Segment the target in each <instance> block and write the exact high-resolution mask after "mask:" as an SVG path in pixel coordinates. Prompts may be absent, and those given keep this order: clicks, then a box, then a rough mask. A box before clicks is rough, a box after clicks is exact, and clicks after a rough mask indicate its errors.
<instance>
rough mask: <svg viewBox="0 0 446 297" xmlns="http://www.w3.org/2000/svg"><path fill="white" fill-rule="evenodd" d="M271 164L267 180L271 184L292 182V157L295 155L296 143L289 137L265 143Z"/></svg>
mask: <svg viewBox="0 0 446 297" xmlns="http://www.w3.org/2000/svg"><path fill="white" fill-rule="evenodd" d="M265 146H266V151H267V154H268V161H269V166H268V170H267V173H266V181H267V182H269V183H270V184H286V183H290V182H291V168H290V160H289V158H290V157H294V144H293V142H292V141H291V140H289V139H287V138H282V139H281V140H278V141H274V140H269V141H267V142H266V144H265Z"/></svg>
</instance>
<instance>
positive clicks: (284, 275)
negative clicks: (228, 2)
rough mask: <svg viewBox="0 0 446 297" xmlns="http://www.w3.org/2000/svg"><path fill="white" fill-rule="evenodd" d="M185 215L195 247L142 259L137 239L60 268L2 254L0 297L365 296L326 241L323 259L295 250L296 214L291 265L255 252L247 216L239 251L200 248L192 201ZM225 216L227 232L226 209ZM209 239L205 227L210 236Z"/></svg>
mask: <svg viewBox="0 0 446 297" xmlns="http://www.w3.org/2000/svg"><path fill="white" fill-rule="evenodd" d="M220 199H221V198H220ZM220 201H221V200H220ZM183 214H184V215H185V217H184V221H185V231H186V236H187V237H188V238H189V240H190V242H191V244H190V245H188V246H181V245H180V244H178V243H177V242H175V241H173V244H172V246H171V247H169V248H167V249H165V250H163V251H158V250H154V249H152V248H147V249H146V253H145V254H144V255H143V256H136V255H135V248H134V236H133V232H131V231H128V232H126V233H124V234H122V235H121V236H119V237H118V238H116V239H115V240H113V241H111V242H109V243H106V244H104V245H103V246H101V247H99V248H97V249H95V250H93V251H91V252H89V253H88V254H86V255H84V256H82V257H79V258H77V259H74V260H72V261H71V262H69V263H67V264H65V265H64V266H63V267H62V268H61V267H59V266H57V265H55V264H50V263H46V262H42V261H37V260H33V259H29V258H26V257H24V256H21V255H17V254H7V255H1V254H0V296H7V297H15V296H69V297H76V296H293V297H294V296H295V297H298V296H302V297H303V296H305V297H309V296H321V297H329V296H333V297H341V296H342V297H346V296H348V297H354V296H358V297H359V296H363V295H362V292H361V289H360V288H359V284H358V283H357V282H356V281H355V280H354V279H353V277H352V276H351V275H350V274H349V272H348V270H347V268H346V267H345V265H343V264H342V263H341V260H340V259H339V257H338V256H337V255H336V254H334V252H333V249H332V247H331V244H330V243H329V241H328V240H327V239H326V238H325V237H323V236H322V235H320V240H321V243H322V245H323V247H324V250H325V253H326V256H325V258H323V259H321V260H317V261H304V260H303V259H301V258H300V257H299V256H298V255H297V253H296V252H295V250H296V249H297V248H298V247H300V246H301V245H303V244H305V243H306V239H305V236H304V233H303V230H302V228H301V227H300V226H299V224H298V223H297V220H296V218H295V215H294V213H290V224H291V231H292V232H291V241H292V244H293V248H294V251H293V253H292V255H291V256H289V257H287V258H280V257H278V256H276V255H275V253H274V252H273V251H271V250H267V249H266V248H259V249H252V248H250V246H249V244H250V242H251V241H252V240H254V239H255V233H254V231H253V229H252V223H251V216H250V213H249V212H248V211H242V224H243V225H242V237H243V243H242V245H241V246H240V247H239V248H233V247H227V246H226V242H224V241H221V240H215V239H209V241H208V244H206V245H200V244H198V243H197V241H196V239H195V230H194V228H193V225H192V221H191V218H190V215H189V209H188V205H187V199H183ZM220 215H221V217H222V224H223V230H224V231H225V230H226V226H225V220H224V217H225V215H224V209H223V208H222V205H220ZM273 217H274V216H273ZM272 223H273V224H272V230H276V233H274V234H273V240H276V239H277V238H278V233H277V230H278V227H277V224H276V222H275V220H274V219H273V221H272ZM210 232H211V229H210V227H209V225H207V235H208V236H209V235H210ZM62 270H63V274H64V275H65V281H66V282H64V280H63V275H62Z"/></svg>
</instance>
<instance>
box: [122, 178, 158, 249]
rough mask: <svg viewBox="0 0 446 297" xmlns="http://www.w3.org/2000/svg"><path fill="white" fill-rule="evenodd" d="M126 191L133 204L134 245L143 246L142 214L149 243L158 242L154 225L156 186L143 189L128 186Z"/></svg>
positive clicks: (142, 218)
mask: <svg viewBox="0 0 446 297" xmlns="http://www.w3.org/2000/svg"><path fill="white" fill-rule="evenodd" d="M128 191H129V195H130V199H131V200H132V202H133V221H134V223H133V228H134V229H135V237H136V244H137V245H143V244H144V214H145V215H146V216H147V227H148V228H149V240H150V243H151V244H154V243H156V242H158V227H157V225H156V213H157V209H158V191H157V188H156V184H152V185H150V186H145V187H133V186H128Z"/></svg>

##############################

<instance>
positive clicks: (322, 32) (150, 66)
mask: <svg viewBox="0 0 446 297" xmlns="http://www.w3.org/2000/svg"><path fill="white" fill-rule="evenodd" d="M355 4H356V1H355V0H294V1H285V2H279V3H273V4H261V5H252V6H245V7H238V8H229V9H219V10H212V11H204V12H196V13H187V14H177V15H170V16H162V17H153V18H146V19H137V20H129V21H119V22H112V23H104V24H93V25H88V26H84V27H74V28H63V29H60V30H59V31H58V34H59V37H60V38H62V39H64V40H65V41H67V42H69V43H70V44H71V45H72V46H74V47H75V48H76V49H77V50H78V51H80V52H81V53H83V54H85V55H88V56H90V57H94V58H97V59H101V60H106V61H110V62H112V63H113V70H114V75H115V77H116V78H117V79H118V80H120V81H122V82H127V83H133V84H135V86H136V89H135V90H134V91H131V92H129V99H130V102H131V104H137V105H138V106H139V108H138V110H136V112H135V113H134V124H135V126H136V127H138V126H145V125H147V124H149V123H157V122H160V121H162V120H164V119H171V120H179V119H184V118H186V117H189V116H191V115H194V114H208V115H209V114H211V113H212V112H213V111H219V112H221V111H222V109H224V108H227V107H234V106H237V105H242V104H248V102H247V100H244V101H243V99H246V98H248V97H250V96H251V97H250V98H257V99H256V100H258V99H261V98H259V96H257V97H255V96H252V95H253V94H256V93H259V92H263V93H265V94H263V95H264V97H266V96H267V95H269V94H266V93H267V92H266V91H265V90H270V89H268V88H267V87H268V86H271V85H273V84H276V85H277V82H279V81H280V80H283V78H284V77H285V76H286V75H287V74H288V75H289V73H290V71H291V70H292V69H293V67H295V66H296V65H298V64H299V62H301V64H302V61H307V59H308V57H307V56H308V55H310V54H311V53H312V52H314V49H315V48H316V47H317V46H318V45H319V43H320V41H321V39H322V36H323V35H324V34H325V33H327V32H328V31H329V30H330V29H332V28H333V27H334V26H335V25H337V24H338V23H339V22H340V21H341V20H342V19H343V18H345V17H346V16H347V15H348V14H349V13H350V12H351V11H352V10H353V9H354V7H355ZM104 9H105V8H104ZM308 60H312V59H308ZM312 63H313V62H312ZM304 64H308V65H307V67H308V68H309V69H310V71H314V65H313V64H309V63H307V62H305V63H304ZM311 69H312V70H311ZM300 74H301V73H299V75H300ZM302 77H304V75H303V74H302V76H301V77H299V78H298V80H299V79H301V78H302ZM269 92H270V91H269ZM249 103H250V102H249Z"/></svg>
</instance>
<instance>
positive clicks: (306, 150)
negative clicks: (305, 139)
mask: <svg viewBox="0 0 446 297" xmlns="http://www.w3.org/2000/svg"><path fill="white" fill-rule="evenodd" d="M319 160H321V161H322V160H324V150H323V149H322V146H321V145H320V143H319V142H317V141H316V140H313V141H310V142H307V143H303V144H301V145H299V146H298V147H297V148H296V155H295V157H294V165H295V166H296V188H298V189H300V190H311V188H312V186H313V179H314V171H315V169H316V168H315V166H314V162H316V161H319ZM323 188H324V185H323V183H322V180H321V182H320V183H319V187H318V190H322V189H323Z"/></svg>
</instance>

##############################

■ **Work to complete**:
Copy each line of the records above that contains the string "clicks", matching case exactly.

■ **Reply to the task**:
Segment the target in each <instance> block and write the exact high-resolution mask after "mask:" as an SVG path in pixel coordinates. Prompts may be absent, and those given keep this order: clicks, then a box, then a rough mask. A box before clicks is rough, a box after clicks is exact, and clicks after a rough mask indicate its errors.
positive clicks: (284, 275)
negative clicks: (228, 2)
positive clicks: (142, 218)
positive clicks: (322, 32) (150, 66)
positive clicks: (306, 150)
negative clicks: (305, 139)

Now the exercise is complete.